---------- INFORMATION SUPPLIED ----------
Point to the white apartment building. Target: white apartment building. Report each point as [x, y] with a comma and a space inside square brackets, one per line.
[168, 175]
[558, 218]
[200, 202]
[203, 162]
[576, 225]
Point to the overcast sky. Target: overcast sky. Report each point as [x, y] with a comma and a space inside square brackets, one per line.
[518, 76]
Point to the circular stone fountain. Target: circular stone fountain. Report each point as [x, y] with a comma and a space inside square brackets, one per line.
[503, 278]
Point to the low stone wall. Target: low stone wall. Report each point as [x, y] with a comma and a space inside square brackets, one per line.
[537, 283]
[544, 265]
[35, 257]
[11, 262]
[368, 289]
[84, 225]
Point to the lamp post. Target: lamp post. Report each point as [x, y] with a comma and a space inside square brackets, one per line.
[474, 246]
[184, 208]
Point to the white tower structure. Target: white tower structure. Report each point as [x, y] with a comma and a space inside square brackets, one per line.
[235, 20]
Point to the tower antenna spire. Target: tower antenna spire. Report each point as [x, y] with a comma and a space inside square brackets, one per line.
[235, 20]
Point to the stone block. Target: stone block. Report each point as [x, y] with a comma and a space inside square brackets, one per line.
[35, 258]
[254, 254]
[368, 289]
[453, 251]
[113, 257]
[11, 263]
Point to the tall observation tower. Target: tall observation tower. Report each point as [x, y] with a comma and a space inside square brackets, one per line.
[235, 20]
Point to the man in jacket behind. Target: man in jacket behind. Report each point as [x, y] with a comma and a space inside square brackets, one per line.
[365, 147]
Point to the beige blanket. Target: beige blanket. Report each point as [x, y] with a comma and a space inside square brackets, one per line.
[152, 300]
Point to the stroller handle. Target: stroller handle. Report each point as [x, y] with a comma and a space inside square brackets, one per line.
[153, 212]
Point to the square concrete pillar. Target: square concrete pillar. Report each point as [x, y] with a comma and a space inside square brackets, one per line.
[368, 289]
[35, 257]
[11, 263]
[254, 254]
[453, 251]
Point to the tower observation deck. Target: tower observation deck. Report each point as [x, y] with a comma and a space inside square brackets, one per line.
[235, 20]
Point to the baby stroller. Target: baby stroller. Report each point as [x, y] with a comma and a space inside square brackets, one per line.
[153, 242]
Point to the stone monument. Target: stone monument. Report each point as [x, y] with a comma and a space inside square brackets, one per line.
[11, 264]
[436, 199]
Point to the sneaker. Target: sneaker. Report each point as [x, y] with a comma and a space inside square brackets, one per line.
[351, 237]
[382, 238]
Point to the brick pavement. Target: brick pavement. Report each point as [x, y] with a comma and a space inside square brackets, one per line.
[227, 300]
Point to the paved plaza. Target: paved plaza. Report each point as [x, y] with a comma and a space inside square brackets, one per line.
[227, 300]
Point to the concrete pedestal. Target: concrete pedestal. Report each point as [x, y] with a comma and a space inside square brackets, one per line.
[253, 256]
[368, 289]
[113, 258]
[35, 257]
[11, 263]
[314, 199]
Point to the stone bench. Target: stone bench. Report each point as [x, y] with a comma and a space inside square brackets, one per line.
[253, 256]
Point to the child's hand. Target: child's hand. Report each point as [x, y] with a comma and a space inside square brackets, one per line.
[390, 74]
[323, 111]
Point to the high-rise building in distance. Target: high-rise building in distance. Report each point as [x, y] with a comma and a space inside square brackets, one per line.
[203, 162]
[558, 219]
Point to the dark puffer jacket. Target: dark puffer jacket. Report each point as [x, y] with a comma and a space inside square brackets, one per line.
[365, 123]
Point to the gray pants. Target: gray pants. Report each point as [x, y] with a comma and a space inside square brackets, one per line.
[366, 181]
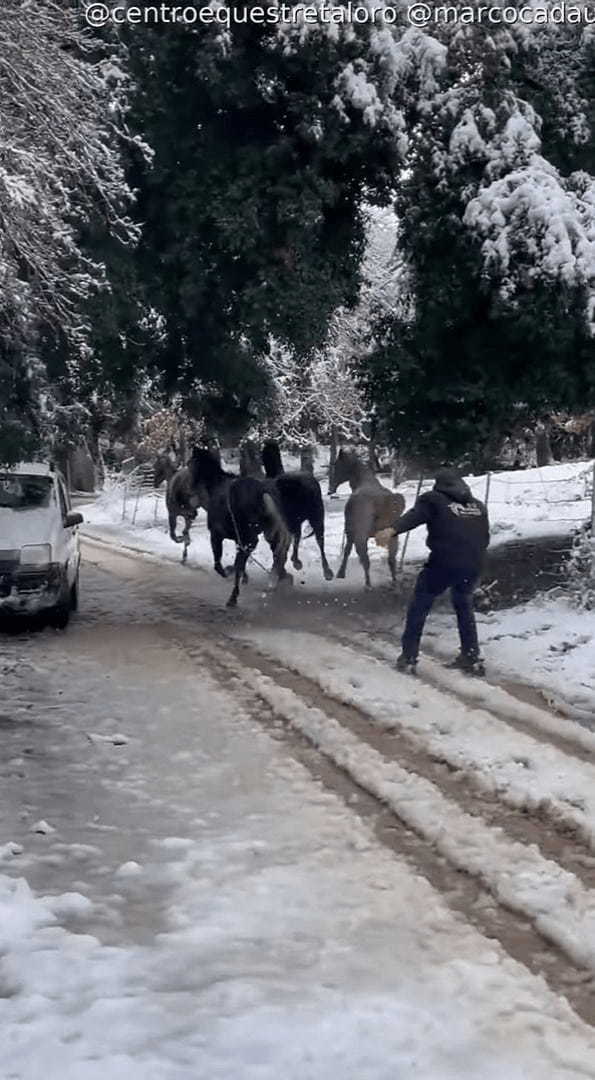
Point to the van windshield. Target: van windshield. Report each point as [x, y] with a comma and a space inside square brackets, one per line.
[19, 491]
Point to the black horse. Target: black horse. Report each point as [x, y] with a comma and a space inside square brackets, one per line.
[181, 499]
[300, 497]
[240, 509]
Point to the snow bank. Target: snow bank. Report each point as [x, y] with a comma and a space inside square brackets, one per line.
[494, 755]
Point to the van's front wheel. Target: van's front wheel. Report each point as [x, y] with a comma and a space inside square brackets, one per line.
[59, 616]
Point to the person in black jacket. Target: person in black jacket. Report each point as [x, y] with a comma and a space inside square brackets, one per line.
[458, 536]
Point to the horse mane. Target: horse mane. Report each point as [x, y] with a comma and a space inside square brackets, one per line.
[205, 468]
[271, 459]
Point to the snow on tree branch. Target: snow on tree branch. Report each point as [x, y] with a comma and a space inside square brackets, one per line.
[63, 104]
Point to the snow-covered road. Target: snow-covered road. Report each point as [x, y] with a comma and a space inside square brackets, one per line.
[243, 847]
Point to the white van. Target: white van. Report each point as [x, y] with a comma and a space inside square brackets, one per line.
[39, 543]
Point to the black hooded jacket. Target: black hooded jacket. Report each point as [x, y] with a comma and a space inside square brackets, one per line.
[458, 527]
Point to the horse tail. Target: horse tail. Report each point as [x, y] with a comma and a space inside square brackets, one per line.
[282, 532]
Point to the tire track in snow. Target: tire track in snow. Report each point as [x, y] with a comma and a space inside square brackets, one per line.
[519, 773]
[479, 862]
[494, 889]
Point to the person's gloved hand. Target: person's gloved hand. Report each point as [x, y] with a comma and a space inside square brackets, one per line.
[383, 537]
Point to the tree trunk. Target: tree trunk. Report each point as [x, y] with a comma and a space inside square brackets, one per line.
[333, 456]
[307, 459]
[249, 459]
[80, 469]
[543, 449]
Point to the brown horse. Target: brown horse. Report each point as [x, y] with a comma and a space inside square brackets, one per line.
[369, 509]
[181, 498]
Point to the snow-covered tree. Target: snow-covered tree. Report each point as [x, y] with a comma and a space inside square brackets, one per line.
[62, 109]
[496, 229]
[315, 399]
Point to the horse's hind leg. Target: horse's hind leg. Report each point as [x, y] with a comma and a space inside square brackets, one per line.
[393, 548]
[241, 559]
[295, 554]
[319, 532]
[362, 549]
[347, 553]
[173, 518]
[217, 547]
[186, 538]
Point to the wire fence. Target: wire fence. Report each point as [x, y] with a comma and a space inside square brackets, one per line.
[135, 484]
[485, 487]
[142, 502]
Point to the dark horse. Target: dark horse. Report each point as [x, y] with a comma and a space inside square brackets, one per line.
[301, 501]
[369, 509]
[240, 509]
[181, 498]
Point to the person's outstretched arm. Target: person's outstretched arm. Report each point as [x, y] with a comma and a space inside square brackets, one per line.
[419, 514]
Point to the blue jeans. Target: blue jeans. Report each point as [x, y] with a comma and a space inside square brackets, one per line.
[432, 582]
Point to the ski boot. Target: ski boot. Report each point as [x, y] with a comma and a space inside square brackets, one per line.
[406, 665]
[469, 664]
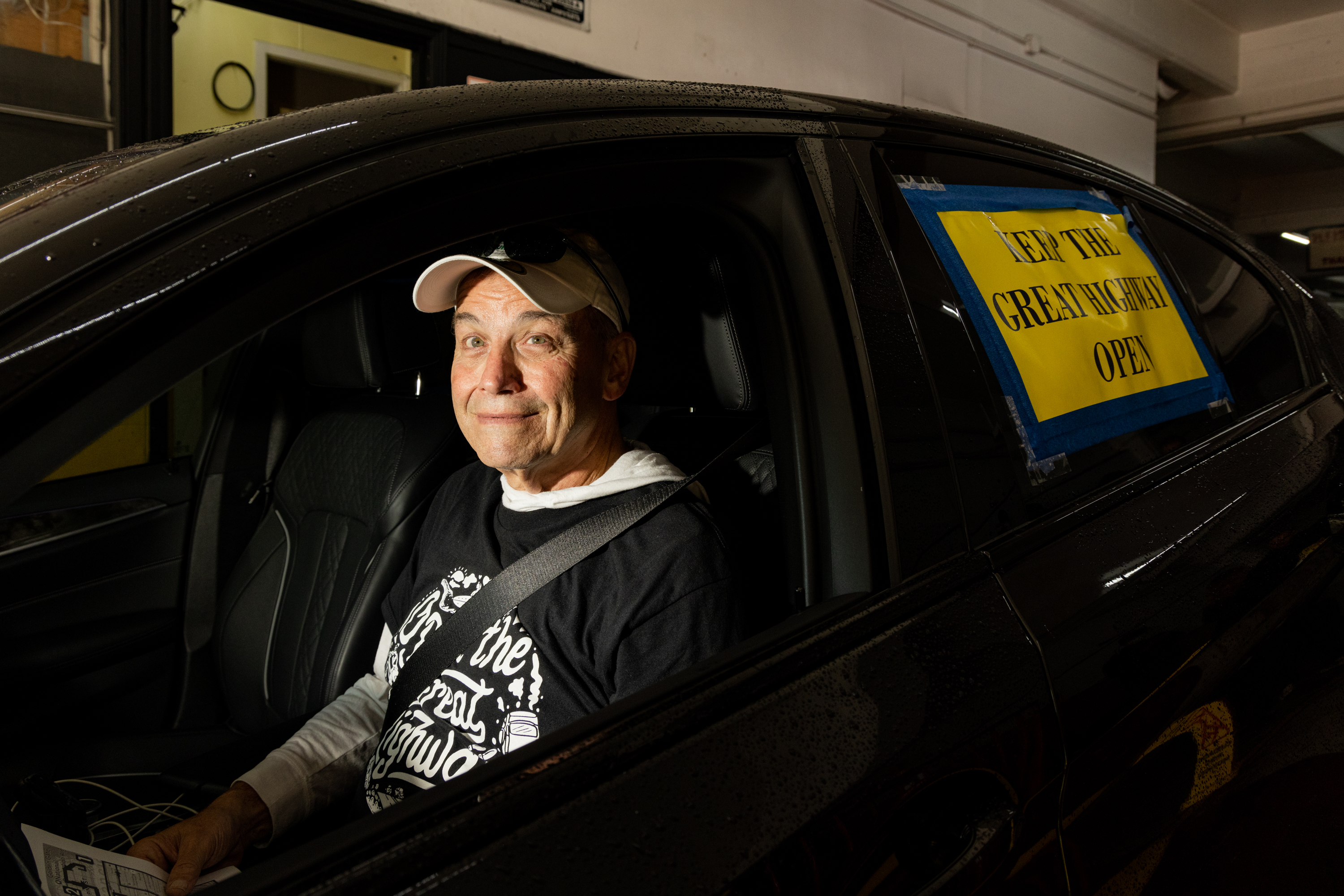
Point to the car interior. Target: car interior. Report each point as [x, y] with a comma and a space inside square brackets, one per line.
[238, 592]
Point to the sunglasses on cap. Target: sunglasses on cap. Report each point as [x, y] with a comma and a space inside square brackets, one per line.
[537, 245]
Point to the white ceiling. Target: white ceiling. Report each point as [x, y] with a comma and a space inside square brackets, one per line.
[1253, 15]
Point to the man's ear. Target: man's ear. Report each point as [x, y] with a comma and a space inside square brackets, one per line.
[620, 366]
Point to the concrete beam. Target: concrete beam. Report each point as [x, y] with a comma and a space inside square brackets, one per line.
[1291, 77]
[1195, 47]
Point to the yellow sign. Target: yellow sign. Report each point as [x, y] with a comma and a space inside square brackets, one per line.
[1080, 305]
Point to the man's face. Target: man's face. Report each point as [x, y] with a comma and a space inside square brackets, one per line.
[530, 387]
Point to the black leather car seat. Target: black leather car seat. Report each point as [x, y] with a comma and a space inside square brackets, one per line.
[299, 616]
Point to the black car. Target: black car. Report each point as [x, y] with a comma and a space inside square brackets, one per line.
[975, 665]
----------
• **AIM OF THE TASK**
Copy out all the records exactly as they read, and omit the pictures.

• **ANSWER SPACE**
Point to the white apartment building. Target: white apartment building. Report each point as [x, y] with a comma and a space inside square brackets, one per line.
[168, 175]
[558, 218]
[200, 202]
[203, 162]
[576, 225]
Point to the overcast sky. Target: overcast sky. Report each point as [x, y] with a comma and a space inside square brackets, one per line.
[518, 76]
Point to the circular stone fountain. Target: circular stone fountain. Report each point as [x, y] with a comma and a space inside square brackets, one per line.
[503, 278]
Point to the low stone wall. Target: low stone wall. Report each point as [x, y] with a comma and a space inside square brackets, one per line.
[537, 283]
[544, 265]
[35, 257]
[11, 262]
[368, 289]
[84, 225]
Point to the lamp post. Target: lamp post. Report each point as [x, y] with a comma and a space inside square brackets, one per line.
[474, 246]
[184, 208]
Point to the white tower structure. Target: white tower structure. Report each point as [x, y] with a comma and a space inside square brackets, one per line.
[235, 20]
Point to the tower antenna spire. Target: tower antenna spire. Report each point as [x, y] with a comma and a space inside square brackets, one per line.
[235, 20]
Point to the stone block. Target: stone block. Report each point as [x, y] with a comma and a space inside square brackets, one per line.
[35, 258]
[254, 254]
[368, 289]
[453, 251]
[113, 257]
[11, 263]
Point to the tall observation tower. Target: tall observation tower. Report each point as [x, y] with a comma and a space inside square brackets, one per line.
[235, 20]
Point to the man in jacket behind. Target: man in jacket behind. Report each point as [x, y] with a comma and a space inside square brackets, one per line.
[365, 147]
Point to the beige blanket. Target: beige blanket. Report each point as [x, y] with a comma and a space inside square brackets, one per line.
[152, 300]
Point to the stroller handle. Target: stroller handle. Report each point as [x, y] with a comma and a space inside square brackets, one per line.
[153, 212]
Point to the square concrete pillar. Target: square concrete pillar. Report each point as [x, y] with a comma and a space inside square brackets, one per line.
[368, 289]
[35, 257]
[11, 263]
[254, 254]
[453, 251]
Point to the tower observation deck. Target: tower observation deck. Report each point as [x, y] with a comma and a space inside square brackets, one per line.
[235, 20]
Point to the baby stroller. Target: baby stroller. Report each point as [x, y] with a comma and a space inside square brackets, one per line.
[153, 242]
Point to the stone monument. Target: stone monument. Report each point as [x, y] with a comma and a space inside square brackets, one per line.
[11, 264]
[436, 199]
Point to the sneaker. Target: sneaker. Report each point as [x, y] with a comma and a space inside square brackets, one per line.
[351, 237]
[382, 238]
Point to the brick pavement. Target: brick pavement. Report each point as [x, y] with a comma and a space inside square brackets, one per line.
[227, 300]
Point to the paved plaza. Target: paved plaza. Report each point as [x, y] with a comma and a space inside square brackets, one per line.
[227, 300]
Point to the concrete pedestal. Target: concrete pedestal. Report each point as [x, y] with a comma and a space inside square brackets, one per line.
[253, 256]
[368, 289]
[113, 258]
[35, 257]
[11, 263]
[314, 199]
Point to the stone bench. Target: stone bench. Report each point as [x, y] with a comma and a space inside square brackets, one per line.
[253, 256]
Point to the child's hand. Target: child's hand. Report each point as [x, y] with a comma and a space inside square brackets, one per line.
[390, 74]
[323, 111]
Point to the high-rise building in distance. Target: high-rise building in distance. Report each point as [x, y] with a comma and a space inside square brackets, one per line.
[203, 162]
[558, 219]
Point to the dark puffer jacket. Target: dark puffer jacket. Report each point as [x, y] with a comma and a space inside square brackets, one per line.
[365, 123]
Point to the gray pants. Target: gray pants. Report each point as [x, y] with a comma and a space inside square brackets, one per line.
[366, 181]
Point to the van windshield. Target: van windshield. Report each point as [x, y] with a comma and a space inside square brackets, one per line.
[19, 491]
Point to the black horse. Target: black horse. Report each point as [x, y] with a comma and a space inside square brackets, one per line.
[181, 499]
[300, 497]
[240, 509]
Point to the snow bank. Target: snow bank. Report each point as [x, y] with a comma and a space inside square brackets, one per line.
[494, 755]
Point to the van's front wheel. Target: van's front wheel. Report each point as [x, y] with a comma and a space inside square brackets, one per line.
[59, 616]
Point to the person in black jacket. Target: person in black jacket. Report each point as [x, y] with a comma and a space inside square brackets, one per line.
[458, 536]
Point to the horse mane. Target: horse mane. Report each point as [x, y] with a comma and a space inside square brackets, one per line.
[205, 468]
[271, 459]
Point to the snow on tree branch. Target: snow on tree branch. Report each point as [x, y] with a comma and a space inside square brackets, one per line.
[63, 104]
Point to the snow-covered road. Target: snow-covered road. Report each point as [x, y] with a comma and a space inside square brackets, one per line.
[243, 847]
Point to the white van. Target: white van. Report each point as [x, y] with a comma and a space inside square brackets, one per line.
[39, 543]
Point to the black hooded jacket. Target: black hooded jacket. Report each point as [x, y] with a comma and a space inside square brackets, one per line.
[458, 527]
Point to the horse tail. Target: horse tail. Report each point as [x, y] with a comma and a space inside square brackets, one per line.
[282, 532]
Point to the tire track in snow. Target: tire track in snow. Report each point as [x, y] with a comma and a space inside square brackets, one per line.
[519, 773]
[479, 862]
[494, 889]
Point to the person's gloved hand. Target: person's gloved hand. Report each point as [x, y] with a comma and a space inside square brackets, one per line.
[383, 537]
Point to the tree trunk. Target: tree trunk. Report each point as [x, y] with a comma and a space inside square brackets, one per line.
[333, 456]
[307, 459]
[249, 459]
[80, 469]
[543, 449]
Point to the brown horse. Target: brown horse. Report each point as [x, y] with a comma and a space inside square brackets, one per line.
[369, 509]
[181, 498]
Point to the snow-covered tree. Target: snow-covered tree. Report each point as [x, y] with a comma and a space inside square brackets, one per line.
[62, 109]
[496, 229]
[315, 399]
Point to the horse's hind leg. Target: horse's hind leg. Report each point as [x, y] with a comma and a space inside square brackets, one per line.
[393, 548]
[241, 559]
[295, 554]
[319, 532]
[362, 549]
[347, 553]
[173, 518]
[217, 547]
[186, 538]
Point to the wire fence. Target: wire fence. Report each point as [x, y] with a comma and a space inside square brackets, one per line.
[135, 484]
[485, 487]
[142, 502]
Point to the dark horse. Target: dark horse. Report each point as [x, y] with a comma and a space inside square brackets, one per line.
[301, 501]
[369, 509]
[240, 509]
[181, 498]
Point to the person's outstretched arm. Target: person's outstretched arm. Report each point as [x, y] with a comma and a space inside square brackets, one per line.
[419, 514]
Point to the blue jeans. Target: blue jeans. Report each point as [x, y] with a comma and a space inside square brackets, one per line.
[432, 582]
Point to the ski boot. Target: ski boot. Report each point as [x, y] with a comma and a space inside square brackets, one per line.
[406, 665]
[469, 664]
Point to the car interior. Target: car interior. Report each point as [x, y] with a comma and a space inside square brackets, one per line.
[238, 592]
Point to the sunglasses on cap. Target: sunglasses on cap. Report each point as [x, y] with a comma and a space inside square brackets, one per line.
[537, 245]
Point to the white ceiling. Target: white ceiling. Report each point as [x, y] with a comma and a space inside square brackets, one per line.
[1253, 15]
Point to the man's ear. Target: man's ear. Report each point as [x, y] with a comma and a space inside square brackets, one per line.
[620, 366]
Point to the concrete beam. Target: concrete beam. Report each point as [x, y] with a comma and a space inside square brackets, one per line.
[1291, 77]
[1195, 47]
Point to the yellow sign. Target: yellow sign. Report each point as [x, y] with a comma and a space inside square brackets, one per line.
[1080, 305]
Point to the man's face. Target: man's face. Report each point as [x, y] with a comma and a space inside square brackets, one per line.
[530, 387]
Point to the black leather car seat. Target: black leather car seat. Report each point as [x, y] with a comma and a space inside square brackets, one per line.
[299, 616]
Point to the black car. Target: black car. Report each point as [x, y] with a comma and a space inside square brackets, one per line.
[975, 665]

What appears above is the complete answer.